> _GIVEN PROBLEM 1_
Pick out each line of the records that contains the string "rice", and copy those lines.

> _TEXT SHOWN_

On 5 Nov 2020, at 14:33, Jesper Dangaard Brouer wrote:

> On Thu, 05 Nov 2020 13:22:10 +0100
> Thomas Rosenstein via Bloat <bloat@lists.bufferbloat.net> wrote:
>
>> On 5 Nov 2020, at 12:21, Toke Høiland-Jørgensen wrote:
>>
>>> "Thomas Rosenstein" <thomas.rosenstein@creamfinance.com> writes:
>>>
>>>>> If so, this sounds more like a driver issue, or maybe something to
>>>>> do with scheduling. Does it only happen with ICMP? You could try 
>>>>> this
>>>>> tool for a userspace UDP measurement:
>>>>
>>>> It happens with all packets, therefore the transfer to backblaze 
>>>> with
>>>> 40 threads goes down to ~8MB/s instead of >60MB/s
>>>
>>> Huh, right, definitely sounds like a kernel bug; or maybe the new
>>> kernel is getting the hardware into a state where it bugs out when
>>> there are lots of flows or something.

> _DATA FOR THIS TASK_

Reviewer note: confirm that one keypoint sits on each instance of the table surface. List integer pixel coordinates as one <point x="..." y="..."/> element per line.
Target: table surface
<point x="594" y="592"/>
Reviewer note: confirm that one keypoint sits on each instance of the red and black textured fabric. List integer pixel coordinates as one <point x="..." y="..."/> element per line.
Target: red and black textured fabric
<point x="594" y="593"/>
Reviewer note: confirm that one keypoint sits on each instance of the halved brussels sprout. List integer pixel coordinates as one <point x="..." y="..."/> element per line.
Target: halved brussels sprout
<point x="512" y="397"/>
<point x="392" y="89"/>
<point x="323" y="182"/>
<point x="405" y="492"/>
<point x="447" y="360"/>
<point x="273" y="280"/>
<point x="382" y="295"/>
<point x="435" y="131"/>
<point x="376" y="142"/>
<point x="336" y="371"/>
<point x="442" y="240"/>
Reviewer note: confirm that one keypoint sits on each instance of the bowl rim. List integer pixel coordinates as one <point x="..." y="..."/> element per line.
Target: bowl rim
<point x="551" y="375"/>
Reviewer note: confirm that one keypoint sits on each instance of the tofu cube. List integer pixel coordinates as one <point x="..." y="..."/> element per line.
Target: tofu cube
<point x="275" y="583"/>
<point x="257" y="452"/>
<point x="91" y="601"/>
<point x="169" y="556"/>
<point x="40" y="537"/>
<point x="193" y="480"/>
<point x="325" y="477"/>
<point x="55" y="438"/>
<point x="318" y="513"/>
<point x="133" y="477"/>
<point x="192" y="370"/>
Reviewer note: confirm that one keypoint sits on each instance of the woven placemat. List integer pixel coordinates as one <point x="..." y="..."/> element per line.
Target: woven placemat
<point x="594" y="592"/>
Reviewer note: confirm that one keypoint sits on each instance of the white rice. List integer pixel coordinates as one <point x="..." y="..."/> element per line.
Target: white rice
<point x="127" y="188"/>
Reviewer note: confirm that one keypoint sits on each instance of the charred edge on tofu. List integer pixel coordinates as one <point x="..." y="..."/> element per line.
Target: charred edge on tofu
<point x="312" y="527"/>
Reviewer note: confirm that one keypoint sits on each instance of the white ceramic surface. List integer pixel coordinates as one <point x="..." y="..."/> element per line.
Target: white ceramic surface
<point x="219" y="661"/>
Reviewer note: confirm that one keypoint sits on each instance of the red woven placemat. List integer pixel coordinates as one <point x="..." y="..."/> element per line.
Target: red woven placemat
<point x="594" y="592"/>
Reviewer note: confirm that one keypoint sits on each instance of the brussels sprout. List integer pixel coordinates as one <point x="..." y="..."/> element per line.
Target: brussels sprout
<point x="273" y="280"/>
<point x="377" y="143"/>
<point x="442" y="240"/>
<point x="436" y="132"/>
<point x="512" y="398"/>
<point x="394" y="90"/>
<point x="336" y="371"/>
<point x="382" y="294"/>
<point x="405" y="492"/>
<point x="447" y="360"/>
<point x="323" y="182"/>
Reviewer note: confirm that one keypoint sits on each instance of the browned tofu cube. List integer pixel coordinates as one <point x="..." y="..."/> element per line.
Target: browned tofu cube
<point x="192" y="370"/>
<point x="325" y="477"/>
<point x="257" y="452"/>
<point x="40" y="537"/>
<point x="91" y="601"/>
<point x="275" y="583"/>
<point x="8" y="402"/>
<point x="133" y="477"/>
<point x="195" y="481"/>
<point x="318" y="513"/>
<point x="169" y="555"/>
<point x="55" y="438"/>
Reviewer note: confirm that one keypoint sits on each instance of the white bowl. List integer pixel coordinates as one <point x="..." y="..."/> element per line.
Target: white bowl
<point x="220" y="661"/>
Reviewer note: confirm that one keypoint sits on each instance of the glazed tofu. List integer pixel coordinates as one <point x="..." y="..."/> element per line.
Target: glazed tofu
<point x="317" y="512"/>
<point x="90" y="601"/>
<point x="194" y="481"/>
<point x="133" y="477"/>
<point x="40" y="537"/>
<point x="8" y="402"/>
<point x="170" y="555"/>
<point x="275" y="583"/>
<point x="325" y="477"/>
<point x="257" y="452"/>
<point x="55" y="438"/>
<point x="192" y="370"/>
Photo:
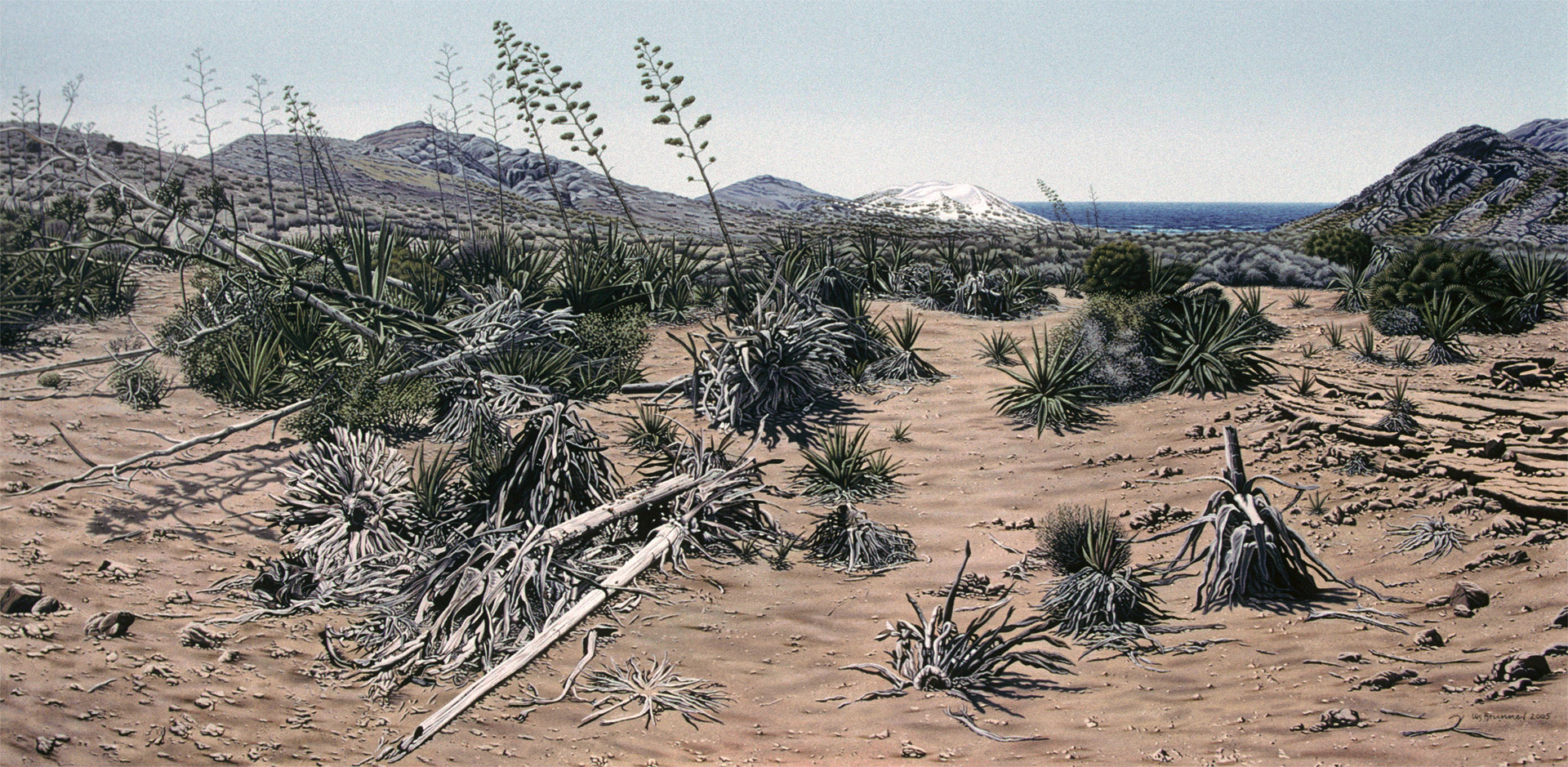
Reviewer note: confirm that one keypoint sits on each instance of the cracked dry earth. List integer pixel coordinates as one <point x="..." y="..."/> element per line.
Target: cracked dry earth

> _GIVEN PROBLEM 2_
According to the thread, why does the transfer to backblaze with 40 threads slow down?

> _WORKED SOLUTION 1_
Reviewer note: confirm that one keypoint sits on each instance of the white rice. List integer pixel coordinates as one <point x="..." y="..."/> element per line.
Target: white rice

> _WORKED SOLUTION 2_
The problem occurs with all packets, not only with ICMP. As a result, the transfer to backblaze with 40 threads falls to about 8MB/s instead of more than 60MB/s.